#### [What to produce]
Find each line in the records below that contains the string "sign" and copy those lines in full.

#### [Stored records]

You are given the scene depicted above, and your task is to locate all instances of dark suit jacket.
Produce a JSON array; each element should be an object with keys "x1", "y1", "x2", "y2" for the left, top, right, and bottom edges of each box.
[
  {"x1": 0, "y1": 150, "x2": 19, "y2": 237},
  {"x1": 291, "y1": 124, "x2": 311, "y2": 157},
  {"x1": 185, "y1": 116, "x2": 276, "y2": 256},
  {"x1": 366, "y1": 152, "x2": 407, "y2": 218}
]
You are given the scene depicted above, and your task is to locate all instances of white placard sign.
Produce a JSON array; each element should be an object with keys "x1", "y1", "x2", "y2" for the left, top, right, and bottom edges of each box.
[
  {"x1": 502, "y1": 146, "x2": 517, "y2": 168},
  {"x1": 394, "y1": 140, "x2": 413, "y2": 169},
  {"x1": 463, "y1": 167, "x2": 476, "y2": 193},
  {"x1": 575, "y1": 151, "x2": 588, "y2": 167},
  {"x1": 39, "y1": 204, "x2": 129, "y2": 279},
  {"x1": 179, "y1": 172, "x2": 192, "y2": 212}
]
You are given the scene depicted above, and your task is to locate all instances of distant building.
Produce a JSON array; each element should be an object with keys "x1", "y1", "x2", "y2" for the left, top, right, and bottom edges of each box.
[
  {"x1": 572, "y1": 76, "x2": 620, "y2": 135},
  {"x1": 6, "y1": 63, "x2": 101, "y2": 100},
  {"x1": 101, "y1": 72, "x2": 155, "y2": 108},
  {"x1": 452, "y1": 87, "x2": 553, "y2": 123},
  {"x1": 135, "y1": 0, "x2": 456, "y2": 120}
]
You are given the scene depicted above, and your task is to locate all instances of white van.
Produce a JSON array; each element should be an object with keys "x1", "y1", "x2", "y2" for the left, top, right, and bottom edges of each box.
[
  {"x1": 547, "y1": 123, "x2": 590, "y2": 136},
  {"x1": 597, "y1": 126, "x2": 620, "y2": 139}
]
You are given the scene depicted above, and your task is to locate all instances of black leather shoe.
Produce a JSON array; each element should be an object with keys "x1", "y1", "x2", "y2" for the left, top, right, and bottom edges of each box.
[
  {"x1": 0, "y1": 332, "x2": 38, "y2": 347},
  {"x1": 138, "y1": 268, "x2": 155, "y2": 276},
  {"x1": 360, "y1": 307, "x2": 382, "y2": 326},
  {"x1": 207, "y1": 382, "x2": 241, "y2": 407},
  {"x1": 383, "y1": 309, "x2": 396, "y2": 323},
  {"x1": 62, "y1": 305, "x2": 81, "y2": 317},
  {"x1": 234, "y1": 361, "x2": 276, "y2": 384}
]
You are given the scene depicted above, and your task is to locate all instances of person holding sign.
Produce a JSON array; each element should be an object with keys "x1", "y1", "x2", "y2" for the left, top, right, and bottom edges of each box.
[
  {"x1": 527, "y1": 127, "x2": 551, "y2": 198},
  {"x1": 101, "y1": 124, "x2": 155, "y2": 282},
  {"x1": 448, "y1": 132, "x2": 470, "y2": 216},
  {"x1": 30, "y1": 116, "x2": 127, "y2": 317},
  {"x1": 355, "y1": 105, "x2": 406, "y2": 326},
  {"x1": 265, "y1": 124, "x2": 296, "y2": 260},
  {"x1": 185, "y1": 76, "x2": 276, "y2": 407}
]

#### [Task solution]
You are given the scene depicted above, and your task is to locate all instances of white placard sign.
You are given the scene depicted above, and your task is to locate all instances of person holding sign.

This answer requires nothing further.